● TASK DETAILS: Reproduce the material below word for word, omitting the pictures.

● PROVIDED RECORDS:
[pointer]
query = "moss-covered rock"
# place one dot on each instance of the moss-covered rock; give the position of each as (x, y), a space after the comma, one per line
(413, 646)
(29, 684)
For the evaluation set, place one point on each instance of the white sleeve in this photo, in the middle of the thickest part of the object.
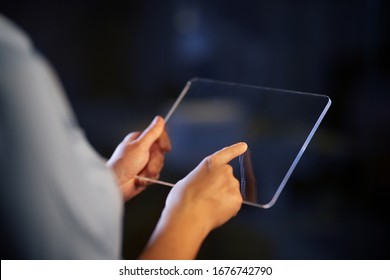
(58, 199)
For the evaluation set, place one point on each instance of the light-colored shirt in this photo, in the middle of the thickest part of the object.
(58, 199)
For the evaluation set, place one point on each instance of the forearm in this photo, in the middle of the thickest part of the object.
(177, 236)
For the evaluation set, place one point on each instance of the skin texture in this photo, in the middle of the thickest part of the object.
(205, 199)
(140, 153)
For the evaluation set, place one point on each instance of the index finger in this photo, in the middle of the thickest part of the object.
(225, 155)
(152, 132)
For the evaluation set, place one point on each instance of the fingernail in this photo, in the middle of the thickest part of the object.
(155, 120)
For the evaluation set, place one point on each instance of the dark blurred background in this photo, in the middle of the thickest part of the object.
(120, 60)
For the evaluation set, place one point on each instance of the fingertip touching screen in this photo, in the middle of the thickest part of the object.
(276, 124)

● ANSWER FOR THE TASK:
[pointer]
query = "moss-covered rock"
# place one dot on each instance of the moss-covered rock; give the position of each as (x, y), a space after the comma, one per line
(413, 646)
(29, 684)
For the evaluation set, place one point on each instance of the white sleeve in this photo, in the middle of the thickest part of the object.
(58, 199)
For the evaluation set, place one point on each instance of the light-colored shirt in this photo, in the middle of the thickest part of the object.
(58, 199)
For the evaluation set, place one point on each instance of the forearm in this photo, in the middle of the thickest part of the object.
(177, 236)
For the evaluation set, place one point on each instance of the skin texture in this photo, in the middle of the thickest part of the object.
(205, 199)
(140, 153)
For the evaluation set, place one point on each instance of the index finger in this photo, in the middle of the thickest part of the object.
(225, 155)
(152, 132)
For the evaluation set, place one point on each instance of the fingernail in this photo, in the middle of the thickest part of the object.
(155, 120)
For the evaluation set, place one point on each instance of the dark blurred background in this photo, in the middle of the thickest part of the object.
(120, 60)
For the evaluation set, place one point on each instance of the fingertip touching screen in this photo, in the middle of the thickest part of the object.
(276, 124)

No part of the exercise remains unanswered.